Wednesday, September 25, 2013

To Offshore or Not to Offshore?

Let's start with the universal answer to all yes/no questions: It depends.  After going through several articles, hearing others’ opinions, and basing on personal experience, that is what I have inferred.  The good news is that there is a more concise answer to the question you’re probably thinking of now –what does it depend on? Before getting into further details, I must establish the difference between two terms that is mistakenly used interchangeably, outsourcing and offshoring.  Outsourcing refers to having certain time-consuming, mundane, or routine processes done by a third party or external agency so that the company can focus on core business strategies.  Offshoring occurs when these processes are outsourced outside the country [1].

How to know?
This seemingly small detail is what, in my opinion, makes all the difference.  Cultural (and sometimes language) barriers are just the tip of the iceberg.  There are factors that include, but do not limit to, costs, geographic location (time difference, natural disasters, etc.), scope definition, turnover rate, and labor expertise to consider when making this type of decision.   I was part of an offshoring team for a couple of years before coming here and was able to witness the impact that these factors have on the company’s business.  We were delivering services, as opposed to a tangible product, but I can still draw similarities between us and a factory that fabricates LCD screens for a phone.  Three of the most notable are:
  1.        Costs: This is the first reason why a company decides to offshore part of the supply chain; they are looking to lower costs.  For us, HP decided to move their operations center to Panama because they wanted to please their customers with lower fees, but they couldn’t afford lower fees on the salaries they were paying Canadian operators.  The fact that we have the same currency was another plus. 
  2.         Expertise: Another major influencing element is the local workforce’s expertise.  “How quickly can they be trained?” is one of the critical questions to ask.  Technical knowledge and language proficiency (when applicable) are also assessed and can ultimately change a company’s decision if their previous studies (assuming they did one first) do not show favorable results.
  3.        Geographic location: The last decisive factor is location.  Companies are looking to lower costs, so traveling distances and shipping costs are also considered before making a decision.  In our case there were no goods to be transported, but the country is close enough for them to send trainers in and/or have operators fly out for training purposes.  How prone a country is to go through natural disasters that can impact operations is also assessed, and disaster recovery plans are designed in advance as prevision.

What’s happening now?
U.S. companies and manufacturers are rethinking this strategy now because they didn’t get the expected results, or because external factors changed the rules of the game.  There’s already a new buzzword for this behavior: reshoring. General Electric started moving their IT back to America because they were losing too much technical expertise from their offshored business, and the response/delivery time did not comply with their requirements [2].  This happened with one of the accounts supported by HP Panama; the supported technology (previously handled by operators with 20+ years of experience) was taught from scratch and started operating in less than 1 year.  It was no surprise that the number of incidents under our watch increased, which caused frustration among operators and resulted in higher attrition.  This in turn resulted in higher costs for HP as they had to constantly invest in training new hires while the “senior” operators struggled to adjust to the new system.  Support for that account was ultimately taken back to the original team in Canada.

+++++

Problems:
(1) For the offshoring post, decide whether each statement agrees with it, and answer yes or no, quoting the deciding words: (a) Offshoring is outsourcing done outside the country. (b) HP moved its operations center to Panama so it could offer customers lower fees. (c) Support for the account handled by HP Panama was eventually sent to a team in Mexico.
(2) Carry on writing the offshoring post from its last sentence.
The data after this point has no connection to the offshoring post.

+++++

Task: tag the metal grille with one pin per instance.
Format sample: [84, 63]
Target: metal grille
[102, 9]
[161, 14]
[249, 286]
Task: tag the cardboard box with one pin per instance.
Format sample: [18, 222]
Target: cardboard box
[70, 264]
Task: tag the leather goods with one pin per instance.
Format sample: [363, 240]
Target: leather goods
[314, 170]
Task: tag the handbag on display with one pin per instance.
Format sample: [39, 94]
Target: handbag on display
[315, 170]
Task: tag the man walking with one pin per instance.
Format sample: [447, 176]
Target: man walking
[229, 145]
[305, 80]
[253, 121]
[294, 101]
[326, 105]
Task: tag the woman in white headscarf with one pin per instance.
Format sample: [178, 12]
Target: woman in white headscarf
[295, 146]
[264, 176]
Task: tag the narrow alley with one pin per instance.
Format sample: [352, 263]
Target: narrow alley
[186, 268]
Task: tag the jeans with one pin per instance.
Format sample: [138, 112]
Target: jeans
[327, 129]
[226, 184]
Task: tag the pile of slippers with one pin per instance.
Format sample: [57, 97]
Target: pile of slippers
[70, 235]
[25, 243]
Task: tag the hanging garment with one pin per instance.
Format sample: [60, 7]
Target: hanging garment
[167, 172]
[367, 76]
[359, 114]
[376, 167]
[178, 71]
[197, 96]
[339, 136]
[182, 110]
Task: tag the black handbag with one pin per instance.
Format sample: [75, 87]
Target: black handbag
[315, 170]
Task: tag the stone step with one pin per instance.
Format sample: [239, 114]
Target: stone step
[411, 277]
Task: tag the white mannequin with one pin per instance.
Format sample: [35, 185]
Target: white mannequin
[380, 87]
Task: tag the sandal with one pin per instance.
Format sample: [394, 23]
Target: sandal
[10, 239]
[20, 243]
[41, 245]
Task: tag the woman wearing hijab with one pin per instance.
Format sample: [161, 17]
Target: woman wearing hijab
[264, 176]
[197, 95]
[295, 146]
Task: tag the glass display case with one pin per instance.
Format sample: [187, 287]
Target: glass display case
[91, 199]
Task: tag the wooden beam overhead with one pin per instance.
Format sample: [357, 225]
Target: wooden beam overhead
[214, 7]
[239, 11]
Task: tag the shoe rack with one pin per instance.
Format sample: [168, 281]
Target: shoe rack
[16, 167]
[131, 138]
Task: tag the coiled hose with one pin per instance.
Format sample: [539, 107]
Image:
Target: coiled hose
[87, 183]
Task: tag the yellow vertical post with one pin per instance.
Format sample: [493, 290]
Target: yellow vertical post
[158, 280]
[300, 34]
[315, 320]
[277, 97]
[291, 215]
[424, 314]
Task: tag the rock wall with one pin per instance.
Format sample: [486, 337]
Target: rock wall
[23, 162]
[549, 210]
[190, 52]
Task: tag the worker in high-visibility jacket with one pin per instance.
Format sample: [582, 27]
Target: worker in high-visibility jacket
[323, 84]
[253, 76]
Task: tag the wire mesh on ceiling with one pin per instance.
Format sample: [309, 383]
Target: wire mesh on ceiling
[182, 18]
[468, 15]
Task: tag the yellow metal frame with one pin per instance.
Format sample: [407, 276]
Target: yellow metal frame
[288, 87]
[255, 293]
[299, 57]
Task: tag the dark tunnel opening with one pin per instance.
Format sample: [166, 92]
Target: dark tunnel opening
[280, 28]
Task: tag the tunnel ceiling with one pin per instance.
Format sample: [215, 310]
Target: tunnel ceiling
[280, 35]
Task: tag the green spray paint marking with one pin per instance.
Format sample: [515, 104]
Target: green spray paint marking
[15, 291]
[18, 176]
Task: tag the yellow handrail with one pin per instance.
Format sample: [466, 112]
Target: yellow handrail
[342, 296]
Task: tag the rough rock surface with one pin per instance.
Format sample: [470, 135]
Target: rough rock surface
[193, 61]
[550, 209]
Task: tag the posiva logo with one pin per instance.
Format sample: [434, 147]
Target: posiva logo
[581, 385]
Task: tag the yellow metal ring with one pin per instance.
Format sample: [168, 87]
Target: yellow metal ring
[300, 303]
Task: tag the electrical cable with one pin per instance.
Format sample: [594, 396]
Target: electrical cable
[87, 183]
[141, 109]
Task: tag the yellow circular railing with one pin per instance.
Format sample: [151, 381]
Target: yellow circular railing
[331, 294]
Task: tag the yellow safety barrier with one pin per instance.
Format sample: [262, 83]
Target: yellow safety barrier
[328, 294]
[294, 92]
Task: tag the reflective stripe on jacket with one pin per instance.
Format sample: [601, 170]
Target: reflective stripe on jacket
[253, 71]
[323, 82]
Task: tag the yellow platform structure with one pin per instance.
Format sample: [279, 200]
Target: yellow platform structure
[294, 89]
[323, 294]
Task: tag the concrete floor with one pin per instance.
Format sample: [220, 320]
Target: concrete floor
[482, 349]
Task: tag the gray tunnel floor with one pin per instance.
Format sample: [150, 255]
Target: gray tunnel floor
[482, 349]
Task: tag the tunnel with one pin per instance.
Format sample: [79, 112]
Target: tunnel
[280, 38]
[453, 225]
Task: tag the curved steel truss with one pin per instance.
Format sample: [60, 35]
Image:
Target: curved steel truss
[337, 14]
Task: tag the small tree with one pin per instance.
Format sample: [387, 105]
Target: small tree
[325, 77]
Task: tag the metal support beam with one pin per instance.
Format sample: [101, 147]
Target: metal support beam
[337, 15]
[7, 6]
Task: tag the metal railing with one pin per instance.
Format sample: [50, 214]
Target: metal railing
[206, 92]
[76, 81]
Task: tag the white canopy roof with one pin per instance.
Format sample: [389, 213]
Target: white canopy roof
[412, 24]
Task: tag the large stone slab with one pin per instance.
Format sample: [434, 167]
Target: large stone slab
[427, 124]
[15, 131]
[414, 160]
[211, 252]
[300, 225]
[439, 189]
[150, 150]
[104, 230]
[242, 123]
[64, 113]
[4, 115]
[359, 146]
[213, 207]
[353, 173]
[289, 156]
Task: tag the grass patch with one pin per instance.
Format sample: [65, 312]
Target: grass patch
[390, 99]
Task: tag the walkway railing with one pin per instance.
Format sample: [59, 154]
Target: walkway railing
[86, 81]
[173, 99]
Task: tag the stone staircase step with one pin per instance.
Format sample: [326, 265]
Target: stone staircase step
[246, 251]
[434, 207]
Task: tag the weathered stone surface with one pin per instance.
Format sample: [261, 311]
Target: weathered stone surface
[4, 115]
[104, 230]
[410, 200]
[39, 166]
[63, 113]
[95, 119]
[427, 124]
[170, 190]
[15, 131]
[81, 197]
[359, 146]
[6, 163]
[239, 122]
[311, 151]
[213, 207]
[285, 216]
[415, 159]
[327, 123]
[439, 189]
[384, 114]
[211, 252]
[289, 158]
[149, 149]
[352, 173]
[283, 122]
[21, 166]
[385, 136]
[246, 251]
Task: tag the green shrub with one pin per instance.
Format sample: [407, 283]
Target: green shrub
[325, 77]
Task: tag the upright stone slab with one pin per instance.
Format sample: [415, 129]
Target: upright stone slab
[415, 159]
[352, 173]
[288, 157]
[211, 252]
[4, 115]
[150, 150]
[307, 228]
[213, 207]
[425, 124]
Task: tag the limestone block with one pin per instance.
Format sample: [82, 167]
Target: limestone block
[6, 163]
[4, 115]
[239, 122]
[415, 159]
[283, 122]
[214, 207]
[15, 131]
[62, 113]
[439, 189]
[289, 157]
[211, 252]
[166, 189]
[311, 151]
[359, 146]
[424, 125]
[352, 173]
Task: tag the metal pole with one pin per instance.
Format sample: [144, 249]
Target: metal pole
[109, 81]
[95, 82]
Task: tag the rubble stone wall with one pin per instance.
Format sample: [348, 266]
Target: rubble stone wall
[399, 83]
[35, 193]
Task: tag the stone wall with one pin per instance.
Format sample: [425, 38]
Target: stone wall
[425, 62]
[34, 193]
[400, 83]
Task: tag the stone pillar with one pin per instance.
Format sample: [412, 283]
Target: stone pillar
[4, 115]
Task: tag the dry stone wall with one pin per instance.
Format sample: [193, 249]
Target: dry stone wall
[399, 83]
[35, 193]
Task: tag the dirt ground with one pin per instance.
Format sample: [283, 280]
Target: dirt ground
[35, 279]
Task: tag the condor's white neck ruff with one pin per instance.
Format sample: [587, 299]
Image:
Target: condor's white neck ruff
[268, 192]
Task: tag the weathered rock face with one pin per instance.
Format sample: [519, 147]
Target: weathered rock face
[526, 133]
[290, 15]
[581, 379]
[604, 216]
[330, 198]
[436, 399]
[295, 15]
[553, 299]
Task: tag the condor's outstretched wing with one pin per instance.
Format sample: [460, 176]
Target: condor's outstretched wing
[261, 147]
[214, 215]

+++++

Per-task outputs:
(1)
(a) Yes: "Offshoring occurs when these processes are outsourced outside the country [1]."
(b) Yes: "HP decided to move their operations center to Panama because they wanted to please their customers with lower fees"
(c) No: "Support for that account was ultimately taken back to the original team in Canada."

(2)
It is also worth mentioning that external factors are affecting companies’ decision to “reshore.” Labor wages increased, shipping costs (when applicable) increased, goods spend too much time in transit, and even factors like wars and natural disasters that heavily interrupt the supply chain are making companies retract from offshoring. 

Why does it depend?
The decision whether to offshore should not be taken lightly or without careful consideration.  Despite the negative arguments and published counter effects, it is not my intention to dissuade anyone from offshoring.  I believe this can be a valuable decision when thought strategically.  Think about the what, where, why, and how to offshore.  If the process to offshore has always been done by the main company, they cannot expect to move this effort overnight and have it run as smooth as before.  There needs to be clear definition of scope and instructions for the receiving part, accompanied with an understanding of why and how their contribution affects the company and the supply chain; plus constant quality checks (at least in the initial stages) to ensure a transparent process.  If the process to offshore is completely new, then there is even a greater opportunity to have the chain supplied without interruptions, because both parts (company and offshore site) can learn and grow together.

Offshoring can work, and it works both ways.  Take the Chinese company Lenovo for example.  The term offshoring carries a stereotype with it that implies that American companies offshore to other countries.  Well, Lenovo is challenging that notion by moving part of its production to America with the goal to customize computers for American consumers [2].  The turning point for them was realizing that their products spent at least 6 weeks on a ship, which slowed their consumer response.

The numbers [from the above figure] show that multinationals continue to reshore; however, this does not mean that they will somehow become “less global”. What they are trying to achieve a more even distribution of activities.  Is offshoring going away? Is reshoring the right move right now? What do you think?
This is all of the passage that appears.